**The task:** Write out every one of the records below word for word, but leave the pictures out.

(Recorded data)
● ● ●

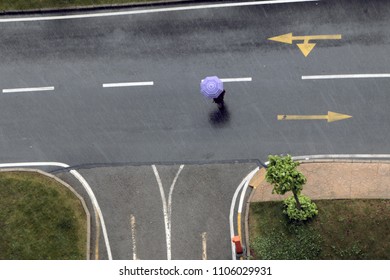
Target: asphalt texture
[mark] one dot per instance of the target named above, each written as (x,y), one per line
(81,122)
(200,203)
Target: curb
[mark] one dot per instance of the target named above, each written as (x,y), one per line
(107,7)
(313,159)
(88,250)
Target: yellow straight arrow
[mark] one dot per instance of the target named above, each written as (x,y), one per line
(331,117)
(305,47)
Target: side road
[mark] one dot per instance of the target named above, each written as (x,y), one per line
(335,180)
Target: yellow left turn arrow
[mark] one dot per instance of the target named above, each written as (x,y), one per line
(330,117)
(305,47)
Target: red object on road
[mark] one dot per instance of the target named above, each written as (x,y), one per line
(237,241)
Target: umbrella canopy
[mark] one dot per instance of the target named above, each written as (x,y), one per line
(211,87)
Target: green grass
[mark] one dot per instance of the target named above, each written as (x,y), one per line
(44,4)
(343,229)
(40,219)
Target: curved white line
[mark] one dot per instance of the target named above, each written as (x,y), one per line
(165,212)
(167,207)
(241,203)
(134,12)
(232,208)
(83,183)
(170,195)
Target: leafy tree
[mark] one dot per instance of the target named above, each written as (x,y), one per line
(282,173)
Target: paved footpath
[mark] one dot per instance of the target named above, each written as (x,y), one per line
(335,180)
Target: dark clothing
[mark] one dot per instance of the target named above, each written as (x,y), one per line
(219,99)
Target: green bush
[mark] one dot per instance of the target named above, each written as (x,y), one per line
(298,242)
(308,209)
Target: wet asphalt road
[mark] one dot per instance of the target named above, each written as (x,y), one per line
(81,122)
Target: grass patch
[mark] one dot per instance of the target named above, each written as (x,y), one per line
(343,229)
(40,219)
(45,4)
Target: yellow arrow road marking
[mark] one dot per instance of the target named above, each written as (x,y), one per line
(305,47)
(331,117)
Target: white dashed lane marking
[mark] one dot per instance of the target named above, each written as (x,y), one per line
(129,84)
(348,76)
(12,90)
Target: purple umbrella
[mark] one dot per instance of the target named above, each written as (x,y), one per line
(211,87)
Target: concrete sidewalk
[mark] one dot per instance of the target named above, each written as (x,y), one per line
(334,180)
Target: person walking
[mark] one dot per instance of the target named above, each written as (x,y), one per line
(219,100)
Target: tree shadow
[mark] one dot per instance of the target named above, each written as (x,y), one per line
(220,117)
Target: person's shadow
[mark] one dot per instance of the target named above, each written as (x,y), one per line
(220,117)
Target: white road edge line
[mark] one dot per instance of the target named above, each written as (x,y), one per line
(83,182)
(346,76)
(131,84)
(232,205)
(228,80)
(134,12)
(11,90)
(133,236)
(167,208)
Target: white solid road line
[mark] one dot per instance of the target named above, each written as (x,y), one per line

● ● ●

**Task result:**
Target: asphalt texture
[mark] one dot per instance of the target named above, each written as (x,y), one per line
(81,122)
(200,203)
Target: curb
[mark] one dot per instance of the target named above, each written as (x,y), one per line
(107,7)
(313,159)
(88,250)
Target: yellow straight arrow
[mark] one dot per instance of the target named above, each written as (x,y), one per line
(331,117)
(305,47)
Target: side road
[mark] one dot per instance of the target named above, each written as (x,y), one per line
(335,180)
Target: yellow left turn arrow
[mark] one dot per instance of the target named above, each written as (x,y), one per line
(330,117)
(305,47)
Target: red object on road
[mark] one dot per instance of the target named above, each written as (x,y), one per line
(237,241)
Target: umbrella canopy
[mark] one dot per instance of the target named above, each written as (x,y), one per line
(211,87)
Target: green grass
[mark] one dot per instance of the target named above, each written as (x,y), one per line
(44,4)
(343,229)
(40,219)
Target: curved white line
[mark] one dot per instance of the target named above, each written as (x,y), one per line
(165,212)
(167,207)
(241,203)
(134,12)
(232,208)
(83,183)
(170,195)
Target: leafy tree
[mark] one dot per instance of the target named above, each written as (x,y), one per line
(282,173)
Target: paved footpath
[mark] one dot per instance of the target named above, each written as (x,y), one per line
(335,180)
Target: dark clothing
[mark] one dot per instance of the target named above, each written as (x,y), one per line
(219,99)
Target: green bush
[mark] one dot per instance of the target named above, each written as (x,y), one per line
(298,242)
(308,209)
Target: wet asphalt road
[mark] one dot per instance of the target named above, each written as (x,y), one per line
(81,122)
Target: grass patch
[mark] one dot per instance of the target named above, each written as (x,y), one per line
(343,229)
(40,219)
(45,4)
Target: yellow arrow road marking
[mark] one dot per instance of the target named above, each written as (x,y), one per line
(305,47)
(331,117)
Target: white dashed lane marking
[mark] one dot per instance of the target named above, each written as (x,y), one per line
(129,84)
(348,76)
(12,90)
Target: purple umbrella
[mark] one dot per instance of the target named above, each written as (x,y), one per line
(211,87)
Target: concrete sidewalk
[mark] one dot per instance of the target named above, each written as (x,y), one per line
(334,180)
Target: person walking
[mark] one dot per instance of the target named above, each written as (x,y), one per line
(219,100)
Target: tree shadow
[mark] one dot per instance of the target named above, each written as (x,y), one per line
(220,117)
Target: person's shadow
[mark] one dot per instance of the target named above, each written as (x,y), one per line
(220,117)
Target: white road edge line
[mark] one dot per instance of the target named above, each written as (x,y), one per line
(83,182)
(346,76)
(131,84)
(232,205)
(228,80)
(134,12)
(11,90)
(133,236)
(167,208)
Target: white solid road line
[mark] one dot per instance of the target named above, each written as (x,y), one per line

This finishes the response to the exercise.